- **What you are asked to do**
Should a line in the entries below contain "person", return that line.

- **Data listing**

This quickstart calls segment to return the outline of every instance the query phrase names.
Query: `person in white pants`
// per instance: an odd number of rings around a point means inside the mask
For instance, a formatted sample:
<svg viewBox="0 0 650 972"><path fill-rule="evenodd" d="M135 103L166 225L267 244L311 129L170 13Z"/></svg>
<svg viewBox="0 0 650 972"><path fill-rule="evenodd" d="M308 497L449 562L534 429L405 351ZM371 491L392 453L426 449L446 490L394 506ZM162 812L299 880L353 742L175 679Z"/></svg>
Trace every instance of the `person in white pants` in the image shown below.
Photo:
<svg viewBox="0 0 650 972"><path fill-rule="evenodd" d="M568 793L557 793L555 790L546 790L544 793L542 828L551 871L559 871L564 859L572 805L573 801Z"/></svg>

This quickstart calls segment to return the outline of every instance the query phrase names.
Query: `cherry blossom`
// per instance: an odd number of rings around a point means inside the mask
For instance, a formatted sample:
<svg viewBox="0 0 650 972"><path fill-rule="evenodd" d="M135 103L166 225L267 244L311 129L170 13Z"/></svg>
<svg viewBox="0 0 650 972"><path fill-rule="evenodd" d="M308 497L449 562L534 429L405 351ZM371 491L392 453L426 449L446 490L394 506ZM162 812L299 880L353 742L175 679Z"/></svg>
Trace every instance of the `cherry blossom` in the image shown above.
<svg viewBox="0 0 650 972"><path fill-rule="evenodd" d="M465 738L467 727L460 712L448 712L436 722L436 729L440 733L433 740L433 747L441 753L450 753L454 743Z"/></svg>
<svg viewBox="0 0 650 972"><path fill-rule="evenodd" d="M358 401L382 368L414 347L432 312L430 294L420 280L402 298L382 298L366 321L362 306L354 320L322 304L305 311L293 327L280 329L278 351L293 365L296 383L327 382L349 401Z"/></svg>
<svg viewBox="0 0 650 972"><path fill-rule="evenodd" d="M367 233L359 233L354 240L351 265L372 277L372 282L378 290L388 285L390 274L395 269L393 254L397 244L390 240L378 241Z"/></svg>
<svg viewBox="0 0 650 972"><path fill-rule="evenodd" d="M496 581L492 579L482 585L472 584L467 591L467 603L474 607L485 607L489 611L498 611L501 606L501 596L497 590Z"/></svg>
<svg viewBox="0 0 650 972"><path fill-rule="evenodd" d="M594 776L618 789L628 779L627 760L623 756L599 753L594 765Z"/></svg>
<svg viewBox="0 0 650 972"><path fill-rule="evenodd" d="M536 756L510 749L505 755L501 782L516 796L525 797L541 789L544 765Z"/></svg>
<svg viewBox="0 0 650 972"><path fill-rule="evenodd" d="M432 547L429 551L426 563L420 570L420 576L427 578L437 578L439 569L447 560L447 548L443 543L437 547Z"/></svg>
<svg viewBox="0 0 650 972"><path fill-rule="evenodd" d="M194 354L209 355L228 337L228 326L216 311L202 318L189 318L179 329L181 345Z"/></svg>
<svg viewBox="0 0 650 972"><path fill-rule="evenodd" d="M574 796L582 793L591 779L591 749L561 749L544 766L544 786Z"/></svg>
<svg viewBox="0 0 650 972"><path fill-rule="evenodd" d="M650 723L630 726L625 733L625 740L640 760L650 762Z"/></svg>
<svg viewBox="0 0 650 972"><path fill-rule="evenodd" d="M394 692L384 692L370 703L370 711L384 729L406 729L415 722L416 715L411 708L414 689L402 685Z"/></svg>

--

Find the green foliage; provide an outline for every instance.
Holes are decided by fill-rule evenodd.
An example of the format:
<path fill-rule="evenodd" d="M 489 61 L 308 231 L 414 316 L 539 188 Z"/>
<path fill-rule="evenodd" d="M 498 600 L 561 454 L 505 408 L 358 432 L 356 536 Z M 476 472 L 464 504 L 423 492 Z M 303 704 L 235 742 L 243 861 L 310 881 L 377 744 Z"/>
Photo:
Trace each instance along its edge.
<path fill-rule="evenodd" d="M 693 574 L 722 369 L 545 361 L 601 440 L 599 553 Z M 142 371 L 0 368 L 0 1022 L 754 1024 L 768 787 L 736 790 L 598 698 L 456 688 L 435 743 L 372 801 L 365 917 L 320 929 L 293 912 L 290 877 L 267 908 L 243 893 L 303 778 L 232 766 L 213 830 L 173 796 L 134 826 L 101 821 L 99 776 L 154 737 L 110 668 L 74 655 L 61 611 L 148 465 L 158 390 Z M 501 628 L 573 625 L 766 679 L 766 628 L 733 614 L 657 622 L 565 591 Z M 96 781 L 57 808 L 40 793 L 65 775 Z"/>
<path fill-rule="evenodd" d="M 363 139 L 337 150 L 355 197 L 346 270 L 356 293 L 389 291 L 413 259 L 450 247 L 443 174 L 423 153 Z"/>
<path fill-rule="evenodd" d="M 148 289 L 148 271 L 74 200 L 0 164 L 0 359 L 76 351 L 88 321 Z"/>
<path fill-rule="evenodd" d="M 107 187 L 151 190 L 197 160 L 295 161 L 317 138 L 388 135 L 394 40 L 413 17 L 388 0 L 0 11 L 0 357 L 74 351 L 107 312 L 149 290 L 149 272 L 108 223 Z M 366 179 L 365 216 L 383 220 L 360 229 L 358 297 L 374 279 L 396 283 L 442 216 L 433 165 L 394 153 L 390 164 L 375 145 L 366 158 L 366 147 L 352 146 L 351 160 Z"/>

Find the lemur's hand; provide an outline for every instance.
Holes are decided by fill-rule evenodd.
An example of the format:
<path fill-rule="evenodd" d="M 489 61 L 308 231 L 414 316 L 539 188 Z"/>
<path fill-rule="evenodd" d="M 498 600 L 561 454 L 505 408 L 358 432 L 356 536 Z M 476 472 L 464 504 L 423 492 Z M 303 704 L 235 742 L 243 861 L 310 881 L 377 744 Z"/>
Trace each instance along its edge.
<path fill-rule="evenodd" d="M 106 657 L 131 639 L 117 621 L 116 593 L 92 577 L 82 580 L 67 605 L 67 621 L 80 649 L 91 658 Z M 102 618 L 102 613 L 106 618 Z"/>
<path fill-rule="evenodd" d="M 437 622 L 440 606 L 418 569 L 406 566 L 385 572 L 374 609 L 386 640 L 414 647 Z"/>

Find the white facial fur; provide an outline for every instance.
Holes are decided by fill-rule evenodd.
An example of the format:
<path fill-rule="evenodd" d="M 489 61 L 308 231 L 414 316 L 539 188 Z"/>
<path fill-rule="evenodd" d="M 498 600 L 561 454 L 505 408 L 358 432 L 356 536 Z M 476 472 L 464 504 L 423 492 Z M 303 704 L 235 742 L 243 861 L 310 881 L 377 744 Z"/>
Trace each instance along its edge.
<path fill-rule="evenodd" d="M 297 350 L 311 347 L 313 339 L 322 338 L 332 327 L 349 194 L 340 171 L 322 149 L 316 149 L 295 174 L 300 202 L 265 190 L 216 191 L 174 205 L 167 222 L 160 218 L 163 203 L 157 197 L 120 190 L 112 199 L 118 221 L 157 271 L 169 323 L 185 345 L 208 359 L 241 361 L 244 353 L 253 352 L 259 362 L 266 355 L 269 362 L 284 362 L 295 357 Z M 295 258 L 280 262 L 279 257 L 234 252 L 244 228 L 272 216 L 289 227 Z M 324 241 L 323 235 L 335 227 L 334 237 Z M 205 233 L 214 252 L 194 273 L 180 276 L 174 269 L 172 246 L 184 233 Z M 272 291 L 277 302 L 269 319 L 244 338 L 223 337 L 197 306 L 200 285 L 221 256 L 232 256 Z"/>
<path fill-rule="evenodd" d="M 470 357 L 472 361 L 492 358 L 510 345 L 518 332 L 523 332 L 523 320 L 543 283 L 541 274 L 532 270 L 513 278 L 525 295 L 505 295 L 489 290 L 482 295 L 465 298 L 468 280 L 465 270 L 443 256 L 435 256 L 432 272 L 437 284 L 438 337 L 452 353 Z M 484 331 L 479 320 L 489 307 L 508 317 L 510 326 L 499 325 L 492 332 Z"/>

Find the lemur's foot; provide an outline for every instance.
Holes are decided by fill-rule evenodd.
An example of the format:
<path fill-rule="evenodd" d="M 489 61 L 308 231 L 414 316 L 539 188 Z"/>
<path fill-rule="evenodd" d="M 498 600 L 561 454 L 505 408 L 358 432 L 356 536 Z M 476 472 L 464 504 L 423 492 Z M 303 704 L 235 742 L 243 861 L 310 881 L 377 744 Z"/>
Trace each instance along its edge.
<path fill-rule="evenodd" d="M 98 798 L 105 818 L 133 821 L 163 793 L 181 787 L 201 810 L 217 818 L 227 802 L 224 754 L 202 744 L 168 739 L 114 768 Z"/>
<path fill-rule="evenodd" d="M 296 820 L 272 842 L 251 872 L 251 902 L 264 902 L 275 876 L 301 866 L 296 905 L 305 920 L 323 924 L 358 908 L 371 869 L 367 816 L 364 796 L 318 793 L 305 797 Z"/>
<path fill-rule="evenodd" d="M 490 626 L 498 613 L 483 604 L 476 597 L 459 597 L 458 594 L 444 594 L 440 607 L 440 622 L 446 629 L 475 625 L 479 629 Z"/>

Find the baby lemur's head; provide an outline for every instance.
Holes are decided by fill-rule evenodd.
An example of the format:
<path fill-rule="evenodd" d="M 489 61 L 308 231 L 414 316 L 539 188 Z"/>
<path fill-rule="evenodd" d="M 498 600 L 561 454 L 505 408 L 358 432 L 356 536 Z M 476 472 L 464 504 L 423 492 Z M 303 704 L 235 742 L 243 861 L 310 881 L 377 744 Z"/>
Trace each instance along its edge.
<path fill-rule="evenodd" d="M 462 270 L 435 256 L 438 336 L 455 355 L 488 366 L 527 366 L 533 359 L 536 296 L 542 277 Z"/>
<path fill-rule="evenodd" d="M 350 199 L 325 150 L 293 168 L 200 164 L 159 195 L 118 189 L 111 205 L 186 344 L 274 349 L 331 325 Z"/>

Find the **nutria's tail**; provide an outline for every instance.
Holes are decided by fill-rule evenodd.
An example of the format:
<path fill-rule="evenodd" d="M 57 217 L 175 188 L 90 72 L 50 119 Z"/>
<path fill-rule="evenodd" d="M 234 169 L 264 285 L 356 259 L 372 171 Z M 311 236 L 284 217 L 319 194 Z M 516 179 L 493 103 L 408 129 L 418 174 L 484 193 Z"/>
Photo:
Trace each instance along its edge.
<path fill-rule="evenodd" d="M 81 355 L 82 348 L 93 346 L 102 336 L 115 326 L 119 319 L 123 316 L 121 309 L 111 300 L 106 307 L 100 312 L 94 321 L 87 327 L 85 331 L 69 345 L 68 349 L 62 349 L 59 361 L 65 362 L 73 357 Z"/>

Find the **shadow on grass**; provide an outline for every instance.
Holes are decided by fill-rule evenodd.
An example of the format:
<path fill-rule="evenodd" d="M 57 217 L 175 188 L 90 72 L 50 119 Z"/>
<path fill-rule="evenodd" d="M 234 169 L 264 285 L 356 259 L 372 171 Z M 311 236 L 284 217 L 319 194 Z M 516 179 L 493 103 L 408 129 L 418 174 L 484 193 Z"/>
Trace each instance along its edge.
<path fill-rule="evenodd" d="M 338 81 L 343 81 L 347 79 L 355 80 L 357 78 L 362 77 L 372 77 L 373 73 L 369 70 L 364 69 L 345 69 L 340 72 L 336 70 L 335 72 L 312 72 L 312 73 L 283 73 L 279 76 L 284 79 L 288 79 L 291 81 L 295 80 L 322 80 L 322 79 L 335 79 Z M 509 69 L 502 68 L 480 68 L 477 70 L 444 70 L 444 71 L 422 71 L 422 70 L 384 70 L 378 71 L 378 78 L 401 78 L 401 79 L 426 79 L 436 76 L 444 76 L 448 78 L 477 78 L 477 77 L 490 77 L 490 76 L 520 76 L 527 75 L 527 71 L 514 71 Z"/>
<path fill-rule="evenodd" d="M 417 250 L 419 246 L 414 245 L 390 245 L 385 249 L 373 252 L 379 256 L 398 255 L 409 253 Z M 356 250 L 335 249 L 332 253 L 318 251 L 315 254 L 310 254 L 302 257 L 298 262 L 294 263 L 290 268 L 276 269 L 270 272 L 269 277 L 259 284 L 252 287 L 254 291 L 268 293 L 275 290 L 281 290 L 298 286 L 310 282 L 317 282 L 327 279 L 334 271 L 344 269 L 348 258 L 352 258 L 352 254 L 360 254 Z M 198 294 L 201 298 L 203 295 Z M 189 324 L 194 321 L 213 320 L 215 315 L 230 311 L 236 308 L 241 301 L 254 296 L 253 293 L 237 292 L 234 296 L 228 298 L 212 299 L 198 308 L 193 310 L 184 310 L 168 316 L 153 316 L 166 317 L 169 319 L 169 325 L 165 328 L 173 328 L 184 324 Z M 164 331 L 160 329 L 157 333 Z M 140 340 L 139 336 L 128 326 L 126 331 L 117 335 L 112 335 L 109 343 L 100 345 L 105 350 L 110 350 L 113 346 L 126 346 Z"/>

---

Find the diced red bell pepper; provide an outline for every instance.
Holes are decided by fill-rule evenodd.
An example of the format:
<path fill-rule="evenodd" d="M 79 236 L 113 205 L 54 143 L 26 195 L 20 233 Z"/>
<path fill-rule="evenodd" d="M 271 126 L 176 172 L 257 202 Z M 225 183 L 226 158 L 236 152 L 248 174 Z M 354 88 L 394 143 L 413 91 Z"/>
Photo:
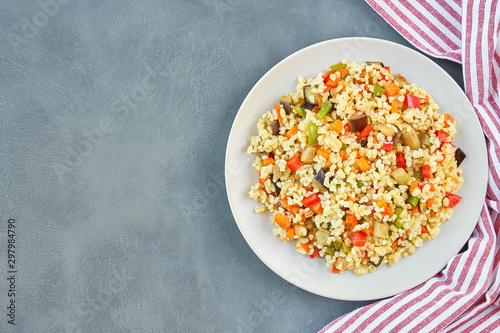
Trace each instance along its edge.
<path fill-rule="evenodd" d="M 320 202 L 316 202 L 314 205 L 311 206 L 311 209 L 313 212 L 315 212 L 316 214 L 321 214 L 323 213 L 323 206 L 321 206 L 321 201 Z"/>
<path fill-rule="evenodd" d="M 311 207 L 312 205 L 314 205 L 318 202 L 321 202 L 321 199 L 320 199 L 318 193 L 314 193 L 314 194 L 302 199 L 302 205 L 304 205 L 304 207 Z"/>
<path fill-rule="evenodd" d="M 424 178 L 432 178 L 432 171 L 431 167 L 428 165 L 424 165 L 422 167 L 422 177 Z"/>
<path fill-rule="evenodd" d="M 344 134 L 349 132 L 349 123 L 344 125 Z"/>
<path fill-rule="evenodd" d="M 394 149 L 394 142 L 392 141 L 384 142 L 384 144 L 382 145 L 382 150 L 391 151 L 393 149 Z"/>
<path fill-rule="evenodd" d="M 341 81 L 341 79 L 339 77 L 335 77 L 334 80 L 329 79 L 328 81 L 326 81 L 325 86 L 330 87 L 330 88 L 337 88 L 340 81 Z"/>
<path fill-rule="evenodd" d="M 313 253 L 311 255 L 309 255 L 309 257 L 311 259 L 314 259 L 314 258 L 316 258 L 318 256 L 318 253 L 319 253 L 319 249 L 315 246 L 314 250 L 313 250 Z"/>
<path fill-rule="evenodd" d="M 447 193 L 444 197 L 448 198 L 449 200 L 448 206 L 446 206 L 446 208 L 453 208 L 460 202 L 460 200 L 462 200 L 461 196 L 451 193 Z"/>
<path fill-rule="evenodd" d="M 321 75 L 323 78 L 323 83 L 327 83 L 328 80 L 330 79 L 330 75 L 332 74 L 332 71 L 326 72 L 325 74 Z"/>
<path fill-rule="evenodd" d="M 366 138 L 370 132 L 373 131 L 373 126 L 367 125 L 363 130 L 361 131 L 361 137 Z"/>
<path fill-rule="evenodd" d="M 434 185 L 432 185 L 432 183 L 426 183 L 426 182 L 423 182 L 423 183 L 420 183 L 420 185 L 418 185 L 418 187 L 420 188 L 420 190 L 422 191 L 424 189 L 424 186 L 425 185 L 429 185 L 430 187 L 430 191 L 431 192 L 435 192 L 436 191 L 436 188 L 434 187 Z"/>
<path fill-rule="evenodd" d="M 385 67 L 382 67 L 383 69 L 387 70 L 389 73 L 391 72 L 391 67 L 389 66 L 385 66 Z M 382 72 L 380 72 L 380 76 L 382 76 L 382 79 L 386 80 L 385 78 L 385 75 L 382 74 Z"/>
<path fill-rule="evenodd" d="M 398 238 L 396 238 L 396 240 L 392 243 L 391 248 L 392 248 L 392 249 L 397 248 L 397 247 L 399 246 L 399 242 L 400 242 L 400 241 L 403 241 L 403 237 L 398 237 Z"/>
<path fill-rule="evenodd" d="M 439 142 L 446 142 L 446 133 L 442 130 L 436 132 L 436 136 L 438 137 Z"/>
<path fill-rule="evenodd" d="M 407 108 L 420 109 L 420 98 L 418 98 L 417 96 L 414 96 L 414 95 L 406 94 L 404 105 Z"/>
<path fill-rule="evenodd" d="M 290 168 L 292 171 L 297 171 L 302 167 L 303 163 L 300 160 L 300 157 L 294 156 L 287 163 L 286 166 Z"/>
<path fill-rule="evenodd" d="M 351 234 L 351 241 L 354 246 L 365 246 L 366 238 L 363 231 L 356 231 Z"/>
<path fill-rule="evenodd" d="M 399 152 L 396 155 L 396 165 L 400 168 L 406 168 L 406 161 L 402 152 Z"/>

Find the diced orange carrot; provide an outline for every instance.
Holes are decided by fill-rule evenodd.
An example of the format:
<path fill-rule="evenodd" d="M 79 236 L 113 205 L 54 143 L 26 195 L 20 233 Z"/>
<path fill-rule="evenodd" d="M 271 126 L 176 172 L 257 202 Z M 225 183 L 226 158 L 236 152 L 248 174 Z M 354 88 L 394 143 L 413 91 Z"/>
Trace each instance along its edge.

- **Output for this task**
Query: `person in white pants`
Trace every instance of the `person in white pants` in the image shown below.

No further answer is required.